[EXERCISE TASK]:
Please rewrite every one of the rows below, including its request lines, and shift each polygon vertex coordinate in the answers up by 130.

Records from a data source

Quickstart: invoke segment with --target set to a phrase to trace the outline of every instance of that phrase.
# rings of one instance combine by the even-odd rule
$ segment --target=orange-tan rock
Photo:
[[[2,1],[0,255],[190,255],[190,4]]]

[FINISHED EXERCISE]:
Quickstart: invoke segment with --target set to a phrase to trace the outline of every instance of that phrase.
# rings of one instance combine by the even-odd rule
$ segment --target=orange-tan rock
Photo:
[[[132,131],[130,385],[320,385],[320,134]]]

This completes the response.